Task statement
Turn every line of the items below into a numbered list, skipping blank lines. Omit the pictures from your answer.

-- -- --

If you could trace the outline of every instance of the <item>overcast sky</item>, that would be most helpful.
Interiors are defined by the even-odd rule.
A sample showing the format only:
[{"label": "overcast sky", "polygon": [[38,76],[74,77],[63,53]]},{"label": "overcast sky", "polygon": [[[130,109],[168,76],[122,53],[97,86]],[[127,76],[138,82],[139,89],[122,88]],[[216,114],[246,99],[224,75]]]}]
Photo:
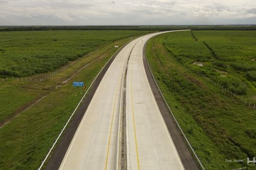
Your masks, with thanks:
[{"label": "overcast sky", "polygon": [[256,24],[256,0],[0,0],[0,25]]}]

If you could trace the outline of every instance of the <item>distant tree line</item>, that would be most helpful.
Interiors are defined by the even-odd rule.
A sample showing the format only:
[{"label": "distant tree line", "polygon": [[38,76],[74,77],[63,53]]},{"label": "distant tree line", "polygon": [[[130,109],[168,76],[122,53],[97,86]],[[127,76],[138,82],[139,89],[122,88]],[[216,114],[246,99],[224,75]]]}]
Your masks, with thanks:
[{"label": "distant tree line", "polygon": [[256,25],[234,26],[1,26],[0,31],[47,30],[256,30]]}]

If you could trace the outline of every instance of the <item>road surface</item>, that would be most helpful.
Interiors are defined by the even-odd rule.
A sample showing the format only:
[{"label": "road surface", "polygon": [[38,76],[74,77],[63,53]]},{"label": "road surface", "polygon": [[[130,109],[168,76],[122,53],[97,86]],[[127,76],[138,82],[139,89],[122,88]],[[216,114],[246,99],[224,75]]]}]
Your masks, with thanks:
[{"label": "road surface", "polygon": [[150,89],[143,62],[146,42],[162,33],[137,38],[117,55],[99,84],[60,169],[117,168],[123,91],[126,93],[127,169],[184,169]]}]

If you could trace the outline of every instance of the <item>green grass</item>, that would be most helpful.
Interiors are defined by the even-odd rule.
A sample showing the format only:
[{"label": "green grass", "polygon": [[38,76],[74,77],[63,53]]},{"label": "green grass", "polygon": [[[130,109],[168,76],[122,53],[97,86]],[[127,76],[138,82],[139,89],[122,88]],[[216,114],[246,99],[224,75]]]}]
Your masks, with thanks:
[{"label": "green grass", "polygon": [[142,31],[0,32],[0,76],[53,71],[114,41]]},{"label": "green grass", "polygon": [[[16,89],[16,93],[19,94],[13,94],[14,96],[20,95],[29,98],[30,95],[36,95],[37,92],[50,93],[0,129],[1,169],[35,169],[39,167],[83,95],[78,93],[78,95],[75,96],[75,90],[72,82],[84,81],[89,87],[101,69],[102,65],[117,50],[113,47],[114,44],[121,46],[131,39],[131,38],[122,39],[95,51],[79,59],[76,64],[63,72],[46,81],[35,84],[17,82],[16,86],[18,89]],[[94,58],[97,59],[67,83],[61,83]],[[6,81],[4,84],[6,88],[2,90],[6,91],[6,93],[8,94],[7,91],[14,90],[8,88],[8,86],[13,83],[12,80]],[[61,86],[56,88],[57,85]],[[33,92],[30,94],[26,93],[34,90],[37,92],[34,94]],[[80,91],[80,89],[77,90],[77,92]],[[19,93],[20,91],[22,93]],[[84,90],[82,91],[84,92]],[[11,101],[10,98],[8,100]],[[26,103],[25,100],[24,103]],[[9,105],[13,104],[8,101],[5,100],[5,103],[1,104],[6,107],[6,109]],[[11,111],[9,113],[11,113]]]},{"label": "green grass", "polygon": [[[100,33],[101,31],[102,31],[103,33],[106,32],[103,31],[99,31],[98,32],[90,31],[89,32],[91,33],[94,33],[93,35],[90,35],[90,36],[96,37],[96,34]],[[82,31],[81,32],[83,31]],[[53,31],[53,32],[54,32],[54,31]],[[65,31],[63,31],[63,33],[65,32]],[[130,32],[125,31],[122,31],[122,32],[124,32],[124,34],[126,34],[127,33]],[[107,45],[105,45],[104,47],[99,48],[97,51],[97,52],[93,52],[93,55],[91,55],[91,53],[89,53],[84,57],[79,58],[77,60],[77,63],[75,65],[65,69],[64,71],[52,77],[50,79],[47,81],[30,82],[21,81],[20,80],[19,81],[9,80],[5,81],[5,82],[1,82],[0,105],[2,106],[2,108],[1,110],[0,110],[0,125],[11,118],[14,115],[20,112],[20,111],[25,104],[28,104],[29,102],[34,101],[37,99],[39,99],[40,96],[42,96],[46,94],[51,92],[52,91],[55,90],[56,89],[56,87],[59,83],[61,83],[67,79],[69,76],[72,75],[80,68],[86,65],[91,60],[97,57],[100,57],[103,54],[113,54],[117,50],[117,48],[114,48],[114,45],[118,45],[120,46],[120,45],[123,44],[125,42],[131,40],[131,37],[134,37],[138,36],[138,35],[134,35],[135,32],[136,33],[143,34],[148,32],[132,31],[130,32],[131,34],[130,38],[122,39],[117,41],[116,41],[114,42],[110,43]],[[75,40],[75,38],[77,36],[76,31],[67,31],[66,33],[67,34],[69,33],[70,34],[69,36],[71,37],[72,37],[72,33],[74,33],[74,38],[73,38],[74,40]],[[29,32],[20,32],[20,34],[22,34],[22,33],[24,33],[26,35],[26,34],[29,33]],[[101,34],[103,33],[101,33]],[[119,34],[120,35],[121,34],[121,32],[120,32]],[[36,37],[37,37],[39,36],[39,35],[40,35],[39,32],[37,32],[35,36]],[[61,34],[61,35],[62,36],[63,35],[63,34]],[[98,39],[103,39],[103,37],[101,37],[99,38]],[[88,41],[88,40],[87,41]],[[71,46],[73,45],[72,45],[72,43],[73,42],[71,41]],[[36,46],[34,45],[34,46]],[[33,51],[28,52],[28,53],[30,54],[32,54],[32,52]],[[39,53],[40,52],[38,51],[37,52]],[[42,77],[47,76],[48,74],[51,74],[51,72],[40,74],[39,75],[37,75],[37,76]]]},{"label": "green grass", "polygon": [[[202,42],[199,44],[200,41],[199,38],[196,41],[189,31],[153,38],[146,48],[149,65],[205,169],[246,166],[247,156],[252,159],[256,155],[255,111],[186,67],[198,62],[197,57],[200,60],[216,60]],[[209,63],[210,69],[213,69]],[[226,159],[243,160],[244,162],[227,163]]]},{"label": "green grass", "polygon": [[256,103],[252,72],[256,70],[256,31],[193,31],[171,34],[162,43],[181,63]]}]

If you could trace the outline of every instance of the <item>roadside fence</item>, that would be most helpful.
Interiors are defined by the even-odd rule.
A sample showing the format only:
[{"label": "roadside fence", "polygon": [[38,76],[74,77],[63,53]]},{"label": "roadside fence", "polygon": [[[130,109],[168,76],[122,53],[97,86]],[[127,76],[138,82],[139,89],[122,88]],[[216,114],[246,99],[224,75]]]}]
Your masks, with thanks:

-- -- --

Task output
1. If you could trace the outline of every instance of the <item>overcast sky</item>, that would be most helpful.
2. Interiors are defined by the even-odd rule.
3. A sample showing the format only:
4. [{"label": "overcast sky", "polygon": [[38,76],[74,77],[63,53]]},{"label": "overcast sky", "polygon": [[[130,109],[168,76],[122,53],[97,86]],[[127,76],[138,82],[139,89],[122,88]],[[216,114],[246,99],[224,75]]]}]
5. Photo:
6. Your masks, with thanks:
7. [{"label": "overcast sky", "polygon": [[256,24],[256,0],[0,0],[0,25]]}]
8. If you could trace the outline of every instance of the <item>distant tree line</item>, that would be most helpful.
9. Interiors are defined by the even-odd rule.
10. A sample showing the format only:
11. [{"label": "distant tree line", "polygon": [[38,76],[74,77],[63,53]]},{"label": "distant tree line", "polygon": [[[130,109],[168,76],[122,53],[97,86]],[[127,76],[138,82],[139,89],[122,88]],[[216,114],[246,99],[224,75]]]}]
12. Your masks, with thanks:
13. [{"label": "distant tree line", "polygon": [[256,25],[234,26],[1,26],[0,31],[47,30],[256,30]]}]
14. If you could trace the outline of every instance of the <item>road surface</item>, that would be most helpful.
15. Interiors are defined by the even-odd rule.
16. A sample showing the format only:
17. [{"label": "road surface", "polygon": [[38,76],[74,77],[63,53]]},{"label": "road surface", "polygon": [[[130,109],[168,76],[122,53],[97,86]],[[127,76],[138,82],[139,89],[122,88]],[[216,114],[246,99],[224,75]]]}]
18. Your masks, with thanks:
19. [{"label": "road surface", "polygon": [[150,89],[143,62],[146,42],[162,33],[137,38],[117,55],[99,84],[60,169],[117,168],[123,91],[126,93],[127,169],[184,169]]}]
20. If you could trace the outline of every instance of the <item>green grass</item>, that would be most helpful.
21. Interiors are defined by the even-odd rule.
22. A sample showing the format only:
23. [{"label": "green grass", "polygon": [[38,76],[74,77],[63,53]]},{"label": "green grass", "polygon": [[[130,109],[168,76],[122,53],[97,86]],[[127,76],[138,82],[139,89],[122,88]],[[216,114],[246,99],[224,75]]]}]
24. Your masks, with thanks:
25. [{"label": "green grass", "polygon": [[142,31],[0,32],[0,76],[53,71],[114,41]]},{"label": "green grass", "polygon": [[[16,89],[16,93],[19,94],[13,94],[14,96],[20,95],[29,98],[30,95],[36,95],[37,92],[50,93],[0,129],[1,169],[35,169],[39,167],[83,95],[78,93],[78,95],[75,96],[75,90],[72,82],[84,81],[89,87],[101,69],[102,65],[117,50],[113,47],[114,44],[121,46],[131,39],[131,38],[122,39],[95,51],[79,59],[76,64],[63,72],[46,81],[35,84],[17,82],[16,86],[18,89]],[[94,58],[97,59],[67,83],[61,83]],[[6,81],[4,84],[6,88],[2,90],[6,91],[6,93],[8,94],[7,91],[14,90],[8,88],[8,86],[13,83],[12,80]],[[61,86],[56,88],[57,85]],[[33,92],[30,94],[26,93],[34,90],[37,92],[34,94]],[[80,91],[80,89],[77,90],[77,92]],[[19,93],[20,91],[22,93]],[[84,90],[82,91],[84,92]],[[11,101],[10,98],[8,100]],[[26,103],[25,100],[24,103]],[[9,105],[13,104],[8,101],[5,100],[5,103],[1,104],[6,107],[6,109]],[[11,111],[9,113],[11,113]]]},{"label": "green grass", "polygon": [[[100,33],[101,31],[102,31],[103,33],[106,32],[103,31],[99,31],[98,32],[90,31],[89,32],[91,33],[94,33],[93,35],[90,35],[90,36],[96,37],[96,34]],[[82,31],[81,32],[83,31]],[[53,31],[53,32],[54,32],[54,31]],[[65,31],[63,31],[63,33],[65,32]],[[130,32],[125,31],[122,31],[122,32],[124,32],[124,34],[126,34],[127,33]],[[107,45],[105,45],[104,47],[99,48],[97,51],[97,52],[93,52],[93,55],[91,55],[91,53],[89,53],[84,57],[79,58],[77,60],[77,63],[75,65],[65,69],[64,71],[52,77],[50,79],[47,81],[30,82],[21,81],[20,80],[19,81],[9,80],[5,81],[5,82],[1,82],[0,105],[2,106],[2,108],[1,110],[0,110],[0,125],[11,118],[14,115],[20,112],[20,111],[25,104],[28,104],[29,102],[34,101],[37,99],[39,99],[40,96],[42,96],[46,94],[51,92],[52,91],[55,90],[56,89],[56,87],[59,83],[61,83],[67,79],[69,76],[72,75],[80,68],[86,65],[91,60],[97,57],[100,57],[103,54],[113,54],[117,50],[117,48],[114,48],[114,45],[118,45],[120,46],[120,45],[123,44],[125,42],[131,40],[131,37],[134,37],[138,36],[138,35],[134,35],[135,32],[136,33],[143,34],[148,32],[132,31],[130,32],[131,34],[130,38],[122,39],[117,41],[116,41],[114,42],[110,43]],[[75,40],[75,38],[77,36],[76,31],[67,31],[66,33],[67,34],[69,33],[70,34],[69,36],[71,37],[72,37],[72,33],[74,33],[74,38],[73,38],[74,40]],[[29,32],[20,32],[20,34],[22,34],[22,33],[24,33],[26,35],[26,34],[29,33]],[[101,34],[103,33],[101,33]],[[119,34],[120,35],[121,34],[121,32],[120,32]],[[36,37],[37,37],[39,36],[39,35],[40,35],[39,32],[37,32],[35,36]],[[61,34],[61,35],[62,36],[63,35],[63,34]],[[98,39],[103,39],[103,37],[101,37],[99,38]],[[88,41],[88,40],[87,41]],[[71,46],[73,45],[72,45],[72,43],[73,42],[71,41]],[[36,46],[34,45],[34,46]],[[33,51],[28,52],[28,53],[30,54],[32,54],[32,52]],[[39,53],[40,52],[38,51],[37,52]],[[42,77],[47,76],[48,74],[51,74],[51,72],[40,74],[39,75],[37,75],[37,76]]]},{"label": "green grass", "polygon": [[[202,42],[199,44],[200,41],[199,38],[196,41],[189,31],[153,38],[146,48],[149,65],[205,169],[246,166],[247,156],[252,159],[256,155],[255,111],[186,67],[198,62],[197,57],[200,60],[216,60]],[[209,63],[210,69],[213,69]],[[226,159],[243,160],[244,162],[227,163]]]},{"label": "green grass", "polygon": [[256,103],[252,72],[256,70],[256,31],[193,31],[171,34],[162,43],[181,63]]}]
26. If you could trace the outline of every instance of the <item>roadside fence</item>, that would be most helpful.
27. Interiors are defined by the even-odd rule.
28. A sample showing the format only:
29. [{"label": "roadside fence", "polygon": [[38,76],[74,77],[63,53]]},{"label": "roadside fence", "polygon": [[[130,109],[168,76],[122,53],[97,86]],[[127,76],[138,82],[139,89],[122,88]],[[216,114],[246,99],[224,75]]]}]
30. Your masks, with thanks:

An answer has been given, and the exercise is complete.